## KUTIPAN BACAAN
________
Al Baqarah Ayat 158

[سُورَةُ الْبَقَرَةِ (2) : آيَةُ 158]

[Surat al-Baqarah (2): Ayat 158] ---
إِنَّ الصَّفَا وَالْمَرْوَةَ مِنْ شَعَائِرِ اللَّهِ ۖ فَمَنْ حَجَّ الْبَيْتَ أَوِ اعْتَمَرَ فَلَا جُنَاحَ عَلَيْهِ أَنْ يَطَّوَّفَ بِهِمَا ۚ وَمَنْ تَطَوَّعَ خَيْرًا فَإِنَّ اللَّهَ شَاكِرٌ عَلِيمٌ (158)
Sesungguhnya Shafa dan Marwah adalah bagian dari syiar-syiar Allah. Maka siapa yang melaksanakan haji ke Baitullah atau berumrah, maka tidak ada dosa atasnya untuk bertawaf (sa’i) antara keduanya. Dan barang siapa mengerjakan suatu kebaikan secara sukarela, maka sesungguhnya Allah Maha Mensyukuri lagi Maha Mengetahui. (158) ---
أَصْلُ الصَّفَا فِي اللُّغَةِ: الْحَجَرُ الْأَمْلَسُ،
Asal makna kata “ash-Shafa” dalam bahasa (Arab) adalah batu yang licin.
________
## BAHAN KUTIPAN
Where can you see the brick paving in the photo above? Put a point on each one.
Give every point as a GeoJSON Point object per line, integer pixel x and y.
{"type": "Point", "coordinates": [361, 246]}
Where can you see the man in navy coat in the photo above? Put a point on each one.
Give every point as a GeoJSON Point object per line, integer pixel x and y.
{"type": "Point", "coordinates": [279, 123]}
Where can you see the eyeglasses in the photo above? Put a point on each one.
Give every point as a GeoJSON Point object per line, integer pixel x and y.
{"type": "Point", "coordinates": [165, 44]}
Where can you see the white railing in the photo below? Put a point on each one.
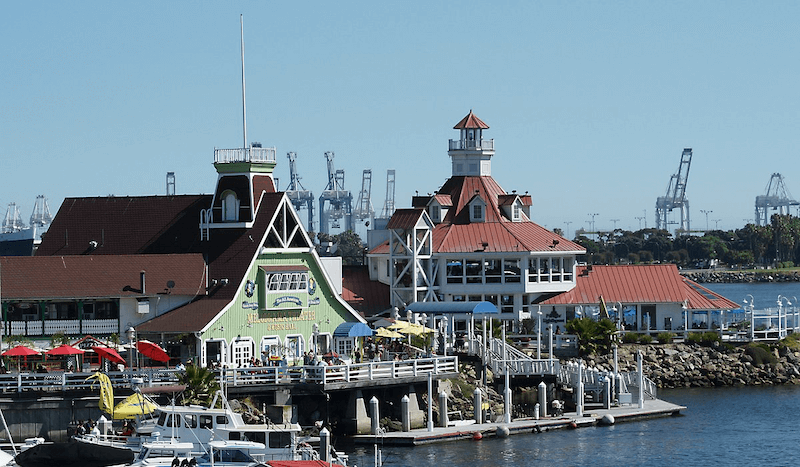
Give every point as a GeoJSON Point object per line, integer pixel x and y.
{"type": "Point", "coordinates": [225, 156]}
{"type": "Point", "coordinates": [67, 326]}
{"type": "Point", "coordinates": [516, 362]}
{"type": "Point", "coordinates": [461, 144]}
{"type": "Point", "coordinates": [352, 373]}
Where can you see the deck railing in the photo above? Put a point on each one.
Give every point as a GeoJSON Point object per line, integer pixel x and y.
{"type": "Point", "coordinates": [63, 381]}
{"type": "Point", "coordinates": [352, 373]}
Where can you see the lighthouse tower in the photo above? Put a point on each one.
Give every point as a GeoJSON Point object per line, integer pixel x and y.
{"type": "Point", "coordinates": [243, 174]}
{"type": "Point", "coordinates": [471, 155]}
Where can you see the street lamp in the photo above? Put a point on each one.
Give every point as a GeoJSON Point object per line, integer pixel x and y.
{"type": "Point", "coordinates": [706, 212]}
{"type": "Point", "coordinates": [130, 333]}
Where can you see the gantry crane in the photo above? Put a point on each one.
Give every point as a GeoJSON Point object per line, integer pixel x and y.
{"type": "Point", "coordinates": [339, 201]}
{"type": "Point", "coordinates": [364, 209]}
{"type": "Point", "coordinates": [777, 198]}
{"type": "Point", "coordinates": [297, 194]}
{"type": "Point", "coordinates": [676, 195]}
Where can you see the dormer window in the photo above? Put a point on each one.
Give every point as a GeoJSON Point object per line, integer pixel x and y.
{"type": "Point", "coordinates": [436, 213]}
{"type": "Point", "coordinates": [230, 207]}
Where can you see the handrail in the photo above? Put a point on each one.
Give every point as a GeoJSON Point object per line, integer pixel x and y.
{"type": "Point", "coordinates": [352, 373]}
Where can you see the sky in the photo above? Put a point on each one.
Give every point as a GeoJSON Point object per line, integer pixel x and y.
{"type": "Point", "coordinates": [589, 103]}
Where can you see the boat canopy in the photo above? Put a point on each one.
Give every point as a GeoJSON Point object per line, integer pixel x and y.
{"type": "Point", "coordinates": [452, 308]}
{"type": "Point", "coordinates": [352, 330]}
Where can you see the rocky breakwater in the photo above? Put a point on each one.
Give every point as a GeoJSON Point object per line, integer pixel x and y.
{"type": "Point", "coordinates": [695, 365]}
{"type": "Point", "coordinates": [745, 277]}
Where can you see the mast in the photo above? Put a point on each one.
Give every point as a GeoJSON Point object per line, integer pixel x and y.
{"type": "Point", "coordinates": [244, 105]}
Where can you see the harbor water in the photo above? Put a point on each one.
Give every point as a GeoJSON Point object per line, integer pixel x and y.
{"type": "Point", "coordinates": [721, 426]}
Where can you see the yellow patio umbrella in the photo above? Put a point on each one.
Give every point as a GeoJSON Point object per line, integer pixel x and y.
{"type": "Point", "coordinates": [398, 325]}
{"type": "Point", "coordinates": [383, 332]}
{"type": "Point", "coordinates": [416, 330]}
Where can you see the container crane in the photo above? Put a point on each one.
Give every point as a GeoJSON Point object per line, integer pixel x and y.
{"type": "Point", "coordinates": [676, 195]}
{"type": "Point", "coordinates": [777, 198]}
{"type": "Point", "coordinates": [364, 210]}
{"type": "Point", "coordinates": [297, 194]}
{"type": "Point", "coordinates": [339, 201]}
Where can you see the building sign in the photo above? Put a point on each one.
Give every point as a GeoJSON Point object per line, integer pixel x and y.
{"type": "Point", "coordinates": [281, 320]}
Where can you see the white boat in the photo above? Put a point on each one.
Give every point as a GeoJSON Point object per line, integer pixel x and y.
{"type": "Point", "coordinates": [199, 426]}
{"type": "Point", "coordinates": [177, 454]}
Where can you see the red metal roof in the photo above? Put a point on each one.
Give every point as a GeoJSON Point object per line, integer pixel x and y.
{"type": "Point", "coordinates": [654, 283]}
{"type": "Point", "coordinates": [101, 276]}
{"type": "Point", "coordinates": [470, 121]}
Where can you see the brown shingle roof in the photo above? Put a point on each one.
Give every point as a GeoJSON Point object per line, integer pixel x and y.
{"type": "Point", "coordinates": [102, 276]}
{"type": "Point", "coordinates": [365, 296]}
{"type": "Point", "coordinates": [470, 121]}
{"type": "Point", "coordinates": [126, 225]}
{"type": "Point", "coordinates": [230, 252]}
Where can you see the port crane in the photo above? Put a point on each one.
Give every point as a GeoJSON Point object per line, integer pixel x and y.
{"type": "Point", "coordinates": [777, 198]}
{"type": "Point", "coordinates": [297, 194]}
{"type": "Point", "coordinates": [335, 203]}
{"type": "Point", "coordinates": [676, 195]}
{"type": "Point", "coordinates": [364, 210]}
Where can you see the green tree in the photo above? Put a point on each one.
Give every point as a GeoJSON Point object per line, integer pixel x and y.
{"type": "Point", "coordinates": [201, 385]}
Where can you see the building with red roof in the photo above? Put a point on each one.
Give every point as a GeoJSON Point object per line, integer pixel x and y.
{"type": "Point", "coordinates": [653, 297]}
{"type": "Point", "coordinates": [472, 241]}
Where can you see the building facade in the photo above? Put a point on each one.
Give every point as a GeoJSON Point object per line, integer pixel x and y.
{"type": "Point", "coordinates": [472, 241]}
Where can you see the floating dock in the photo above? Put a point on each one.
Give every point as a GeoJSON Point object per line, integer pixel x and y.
{"type": "Point", "coordinates": [470, 430]}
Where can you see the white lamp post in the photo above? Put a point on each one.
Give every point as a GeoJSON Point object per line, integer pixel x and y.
{"type": "Point", "coordinates": [130, 333]}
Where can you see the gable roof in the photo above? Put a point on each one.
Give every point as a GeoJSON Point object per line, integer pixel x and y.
{"type": "Point", "coordinates": [470, 121]}
{"type": "Point", "coordinates": [126, 225]}
{"type": "Point", "coordinates": [230, 253]}
{"type": "Point", "coordinates": [653, 283]}
{"type": "Point", "coordinates": [102, 276]}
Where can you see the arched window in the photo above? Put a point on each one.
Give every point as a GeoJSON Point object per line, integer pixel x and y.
{"type": "Point", "coordinates": [230, 207]}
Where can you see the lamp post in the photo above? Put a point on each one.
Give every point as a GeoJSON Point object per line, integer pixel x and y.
{"type": "Point", "coordinates": [130, 333]}
{"type": "Point", "coordinates": [539, 335]}
{"type": "Point", "coordinates": [750, 304]}
{"type": "Point", "coordinates": [706, 212]}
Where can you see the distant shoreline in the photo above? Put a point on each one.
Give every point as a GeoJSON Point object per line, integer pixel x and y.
{"type": "Point", "coordinates": [744, 277]}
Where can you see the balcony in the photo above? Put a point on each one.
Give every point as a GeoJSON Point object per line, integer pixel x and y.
{"type": "Point", "coordinates": [34, 328]}
{"type": "Point", "coordinates": [463, 144]}
{"type": "Point", "coordinates": [252, 154]}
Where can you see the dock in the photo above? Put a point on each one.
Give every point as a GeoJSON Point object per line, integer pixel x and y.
{"type": "Point", "coordinates": [469, 430]}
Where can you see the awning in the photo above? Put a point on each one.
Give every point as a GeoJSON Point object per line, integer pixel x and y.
{"type": "Point", "coordinates": [450, 308]}
{"type": "Point", "coordinates": [352, 330]}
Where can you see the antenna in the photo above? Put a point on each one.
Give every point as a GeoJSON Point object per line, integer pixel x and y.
{"type": "Point", "coordinates": [244, 105]}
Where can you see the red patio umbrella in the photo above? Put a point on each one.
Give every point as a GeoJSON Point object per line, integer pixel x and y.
{"type": "Point", "coordinates": [152, 351]}
{"type": "Point", "coordinates": [20, 351]}
{"type": "Point", "coordinates": [64, 350]}
{"type": "Point", "coordinates": [109, 354]}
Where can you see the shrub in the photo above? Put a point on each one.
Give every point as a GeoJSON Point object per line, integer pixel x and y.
{"type": "Point", "coordinates": [665, 337]}
{"type": "Point", "coordinates": [630, 338]}
{"type": "Point", "coordinates": [710, 337]}
{"type": "Point", "coordinates": [694, 338]}
{"type": "Point", "coordinates": [760, 354]}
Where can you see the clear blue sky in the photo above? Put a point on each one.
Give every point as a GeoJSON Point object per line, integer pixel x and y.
{"type": "Point", "coordinates": [590, 103]}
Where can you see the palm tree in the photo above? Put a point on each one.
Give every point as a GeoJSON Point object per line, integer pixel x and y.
{"type": "Point", "coordinates": [201, 385]}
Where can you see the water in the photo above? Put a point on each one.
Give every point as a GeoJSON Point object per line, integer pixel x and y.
{"type": "Point", "coordinates": [721, 426]}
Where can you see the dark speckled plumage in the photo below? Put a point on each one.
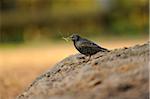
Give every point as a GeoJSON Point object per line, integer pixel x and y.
{"type": "Point", "coordinates": [85, 46]}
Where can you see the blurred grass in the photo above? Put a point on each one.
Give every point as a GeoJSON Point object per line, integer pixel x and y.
{"type": "Point", "coordinates": [20, 64]}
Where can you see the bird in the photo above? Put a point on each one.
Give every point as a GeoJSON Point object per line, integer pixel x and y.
{"type": "Point", "coordinates": [85, 46]}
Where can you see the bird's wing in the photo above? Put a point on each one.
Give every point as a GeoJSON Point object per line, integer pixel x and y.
{"type": "Point", "coordinates": [89, 44]}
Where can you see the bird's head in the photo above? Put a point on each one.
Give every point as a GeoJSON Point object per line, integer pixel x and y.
{"type": "Point", "coordinates": [74, 37]}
________
## YANG DIKERJAKAN
Menurut kutipan tentang Surat al-Baqarah ayat 158, apa asal makna kata "ash-Shafa" dalam bahasa Arab?

## JAWABAN LATIHAN
Asal makna kata "ash-Shafa" dalam bahasa Arab adalah batu yang licin.